**Goal**
Pictures do not belong in the copy. Return all of the entries exactly.
##### Stored records #####
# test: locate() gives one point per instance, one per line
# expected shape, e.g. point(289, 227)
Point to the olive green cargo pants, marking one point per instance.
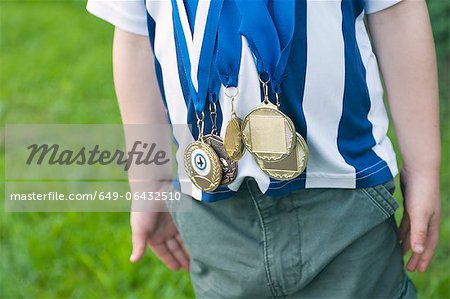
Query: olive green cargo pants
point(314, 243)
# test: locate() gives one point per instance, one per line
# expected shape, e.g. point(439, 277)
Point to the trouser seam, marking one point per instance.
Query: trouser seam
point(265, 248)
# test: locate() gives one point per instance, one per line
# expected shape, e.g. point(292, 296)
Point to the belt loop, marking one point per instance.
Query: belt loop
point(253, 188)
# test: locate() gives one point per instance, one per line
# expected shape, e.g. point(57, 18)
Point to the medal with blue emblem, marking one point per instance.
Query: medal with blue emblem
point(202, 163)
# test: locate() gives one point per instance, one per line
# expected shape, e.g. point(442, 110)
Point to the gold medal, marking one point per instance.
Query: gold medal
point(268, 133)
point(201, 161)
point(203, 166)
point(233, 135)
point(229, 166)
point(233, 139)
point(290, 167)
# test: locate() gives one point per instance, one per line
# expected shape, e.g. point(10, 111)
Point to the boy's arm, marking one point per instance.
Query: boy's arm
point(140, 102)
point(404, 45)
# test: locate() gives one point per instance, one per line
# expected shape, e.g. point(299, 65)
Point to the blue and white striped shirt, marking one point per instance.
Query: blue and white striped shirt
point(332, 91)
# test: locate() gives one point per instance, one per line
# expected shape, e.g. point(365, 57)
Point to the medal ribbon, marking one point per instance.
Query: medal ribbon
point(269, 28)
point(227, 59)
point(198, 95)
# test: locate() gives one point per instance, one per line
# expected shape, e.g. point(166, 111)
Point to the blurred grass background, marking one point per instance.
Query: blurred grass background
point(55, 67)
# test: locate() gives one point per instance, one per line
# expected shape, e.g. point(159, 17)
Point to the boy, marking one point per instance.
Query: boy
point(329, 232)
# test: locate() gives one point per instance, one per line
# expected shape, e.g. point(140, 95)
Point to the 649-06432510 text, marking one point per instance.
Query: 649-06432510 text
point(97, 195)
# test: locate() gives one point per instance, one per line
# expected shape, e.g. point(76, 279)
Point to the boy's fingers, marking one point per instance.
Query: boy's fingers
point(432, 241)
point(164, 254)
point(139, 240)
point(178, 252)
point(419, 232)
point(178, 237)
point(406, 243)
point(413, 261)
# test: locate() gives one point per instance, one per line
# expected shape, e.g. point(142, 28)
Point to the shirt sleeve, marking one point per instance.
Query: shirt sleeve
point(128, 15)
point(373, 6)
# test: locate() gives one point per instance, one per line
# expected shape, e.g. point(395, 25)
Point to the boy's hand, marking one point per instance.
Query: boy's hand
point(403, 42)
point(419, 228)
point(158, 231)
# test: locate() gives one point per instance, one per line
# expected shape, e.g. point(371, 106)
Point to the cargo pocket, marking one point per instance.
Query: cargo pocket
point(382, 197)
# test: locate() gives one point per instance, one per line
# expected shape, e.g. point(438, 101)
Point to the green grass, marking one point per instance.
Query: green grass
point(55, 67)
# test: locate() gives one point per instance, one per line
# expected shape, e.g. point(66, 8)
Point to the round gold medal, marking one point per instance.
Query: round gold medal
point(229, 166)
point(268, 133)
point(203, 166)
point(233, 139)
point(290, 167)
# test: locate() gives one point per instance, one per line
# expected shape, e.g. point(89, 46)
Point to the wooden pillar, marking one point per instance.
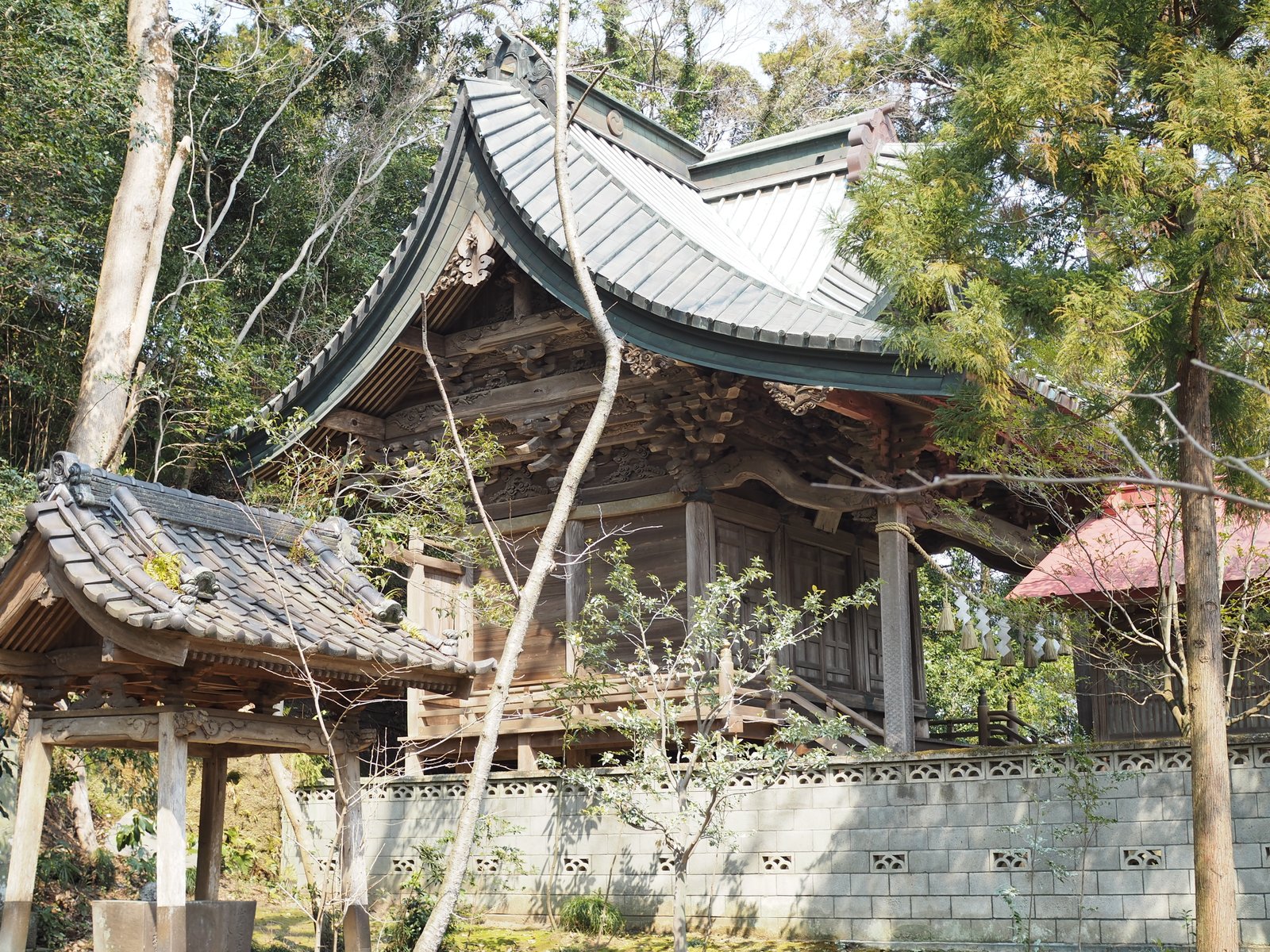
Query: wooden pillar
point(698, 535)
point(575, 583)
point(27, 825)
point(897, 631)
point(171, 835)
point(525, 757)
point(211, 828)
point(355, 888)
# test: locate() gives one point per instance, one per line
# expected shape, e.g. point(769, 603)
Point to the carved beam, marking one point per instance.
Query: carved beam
#####
**Expected answer**
# test: locate() gives one point per instance, one per line
# expected shape, e.g. point(289, 227)
Point to the olive green cargo pants, marking one point per instance.
Query: olive green cargo pants
point(314, 243)
# test: locate() gives one point per instance, one per line
# expected shape, e.g. point(439, 277)
Point to the trouser seam, marking one point per instance.
Query: trouser seam
point(265, 248)
# test: locate() gives one point per instance, one per line
# expected shape, e.g. point(292, 296)
Point to the belt loop, marking one point per instance.
Query: belt loop
point(253, 188)
# test: locate() gives one point per instance, one per line
# expected shape, e.g. point(57, 18)
Point to the medal with blue emblem, marking one point per instance.
Query: medal with blue emblem
point(202, 163)
# test: locate() gives one point per instance, one per line
# expected shape, e.g. point(442, 110)
Point to the gold medal, marking one point per instance.
Query: gold medal
point(268, 133)
point(201, 161)
point(203, 166)
point(233, 135)
point(229, 166)
point(233, 139)
point(290, 167)
# test: locate() gives one point per instance, one per line
# expected shape, e.g. point(10, 111)
Point to the boy's arm, marking one point per instance.
Query: boy's arm
point(140, 102)
point(404, 45)
# test: locate() gives one point per instance, one per line
# expected shape, e.g. point(299, 65)
Point to the blue and white striped shirt, marking one point per instance.
Query: blue and white striped shirt
point(332, 91)
# test: locate() gives one point per instance, one per line
# expected shape, e.g. point(365, 57)
Point to the medal ribbon, marking one point per instance.
Query: medal ribbon
point(269, 28)
point(227, 59)
point(198, 95)
# test: locate() gives one point per instance, one per line
# expected shape, e.g. point(166, 111)
Point to the blurred grass background, marking one point per instance.
Query: blurred grass background
point(55, 67)
# test: locate() gives one point per instance, one per line
# expected shape, e.g. point(159, 17)
Point to the boy, marking one point per instance.
Query: boy
point(329, 232)
# test: locate() gives one point per instance, one per line
# expected shape, e.g. point(140, 95)
Point to the 649-06432510 text, marking one point per instance.
Query: 649-06432510 text
point(97, 195)
# test: locate() gives one point per instance, one per line
# expected shape, e.g. point(76, 279)
Point to the boy's fingers, marking one point per instance.
Query: boy's fingers
point(432, 241)
point(164, 254)
point(139, 240)
point(178, 252)
point(419, 232)
point(178, 237)
point(406, 243)
point(413, 261)
# test: locate() gives one point per instance, one per line
# expected shape, e.g. point(142, 28)
Point to the shirt sleeve, marking one point per instance.
Query: shirt sleeve
point(128, 15)
point(373, 6)
# test: locate() gives one point per instance, one per line
# expected shape, e.g. point(395, 25)
Point to the boy's hand, marking one point per instance.
Query: boy's hand
point(403, 42)
point(419, 228)
point(158, 231)
# test: locate() gives one point per instance, one per line
# expected shape, e.g. point(371, 106)
Point to the cargo pocket, marking one point per instance.
Query: cargo pocket
point(382, 197)
# test: locate() gives one point per instance, one per line
# expected shape, e.g. point(438, 101)
Point to the green grass, marking one point per instance.
Query: green grass
point(55, 67)
# test: locate() gives one point per instance, one per line
# expected shape, e.g. point(66, 8)
Point to the round gold medal, marking one point per instance.
Query: round gold medal
point(229, 166)
point(268, 133)
point(203, 166)
point(233, 139)
point(290, 167)
# test: locate() gives one point per instance, one per line
# expected shape, e.g. point(89, 46)
Point to the wooden pillar, marking one point per instance.
Query: wooden pillar
point(698, 535)
point(575, 583)
point(27, 825)
point(897, 631)
point(171, 835)
point(525, 757)
point(211, 828)
point(355, 888)
# test: locate() gives one point per instance, one per line
# expected shape, e.g. point(769, 603)
Point to the carved beam, marking one point per instance.
Query: carved beam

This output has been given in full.